Work to be completed:
Where the word "soil" occurs in a line of the listing, please copy the line.
═══ Input material
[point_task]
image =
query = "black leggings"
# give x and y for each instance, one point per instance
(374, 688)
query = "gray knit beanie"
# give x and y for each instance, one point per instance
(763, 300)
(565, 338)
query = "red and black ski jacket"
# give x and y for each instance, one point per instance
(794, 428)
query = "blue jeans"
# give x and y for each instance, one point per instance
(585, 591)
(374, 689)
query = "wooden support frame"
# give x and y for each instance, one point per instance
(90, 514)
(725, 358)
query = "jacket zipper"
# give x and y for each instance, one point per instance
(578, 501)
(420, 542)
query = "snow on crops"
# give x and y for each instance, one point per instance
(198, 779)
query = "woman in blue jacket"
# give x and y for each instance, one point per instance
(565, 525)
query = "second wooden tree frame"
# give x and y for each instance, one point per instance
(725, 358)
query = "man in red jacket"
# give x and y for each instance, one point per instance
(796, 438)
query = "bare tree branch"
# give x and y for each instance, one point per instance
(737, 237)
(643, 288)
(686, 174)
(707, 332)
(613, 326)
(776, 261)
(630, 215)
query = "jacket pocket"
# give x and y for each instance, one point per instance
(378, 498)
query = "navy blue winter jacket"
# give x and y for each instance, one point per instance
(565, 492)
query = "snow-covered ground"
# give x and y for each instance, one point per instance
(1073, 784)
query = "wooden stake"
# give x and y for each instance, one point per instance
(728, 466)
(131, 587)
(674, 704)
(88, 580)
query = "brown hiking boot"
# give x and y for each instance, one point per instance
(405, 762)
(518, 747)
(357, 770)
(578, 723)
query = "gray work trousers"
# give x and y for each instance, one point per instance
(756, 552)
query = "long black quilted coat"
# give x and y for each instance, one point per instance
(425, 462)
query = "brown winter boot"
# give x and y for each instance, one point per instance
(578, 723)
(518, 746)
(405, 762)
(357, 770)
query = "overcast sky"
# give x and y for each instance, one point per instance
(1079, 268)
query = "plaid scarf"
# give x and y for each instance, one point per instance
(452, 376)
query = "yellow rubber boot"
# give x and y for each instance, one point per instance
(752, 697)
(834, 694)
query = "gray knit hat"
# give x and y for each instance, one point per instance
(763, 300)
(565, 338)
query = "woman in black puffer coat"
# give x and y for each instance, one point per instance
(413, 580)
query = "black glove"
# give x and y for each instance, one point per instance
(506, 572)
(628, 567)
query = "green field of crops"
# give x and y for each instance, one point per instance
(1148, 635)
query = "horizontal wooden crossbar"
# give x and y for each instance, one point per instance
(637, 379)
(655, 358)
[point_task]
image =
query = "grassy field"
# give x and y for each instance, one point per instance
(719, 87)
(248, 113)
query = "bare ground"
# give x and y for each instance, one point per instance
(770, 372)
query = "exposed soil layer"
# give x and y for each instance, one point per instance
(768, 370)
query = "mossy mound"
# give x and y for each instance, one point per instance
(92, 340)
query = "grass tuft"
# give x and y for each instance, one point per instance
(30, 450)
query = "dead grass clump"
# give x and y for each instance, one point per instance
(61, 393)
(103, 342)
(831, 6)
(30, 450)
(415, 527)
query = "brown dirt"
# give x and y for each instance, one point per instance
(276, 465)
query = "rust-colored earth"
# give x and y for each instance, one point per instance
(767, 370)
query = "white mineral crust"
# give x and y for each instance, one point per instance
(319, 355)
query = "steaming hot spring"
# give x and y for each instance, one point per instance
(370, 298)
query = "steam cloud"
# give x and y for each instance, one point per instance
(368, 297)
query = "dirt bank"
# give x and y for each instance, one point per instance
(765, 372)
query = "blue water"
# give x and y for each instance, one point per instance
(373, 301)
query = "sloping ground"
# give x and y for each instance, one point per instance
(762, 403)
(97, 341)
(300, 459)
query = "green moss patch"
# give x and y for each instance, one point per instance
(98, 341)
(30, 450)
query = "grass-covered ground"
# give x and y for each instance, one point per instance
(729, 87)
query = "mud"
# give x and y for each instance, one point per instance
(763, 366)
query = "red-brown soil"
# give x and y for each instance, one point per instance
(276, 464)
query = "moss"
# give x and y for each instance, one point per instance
══════
Result below:
query = "exposed soil layer"
query = "red-brown soil"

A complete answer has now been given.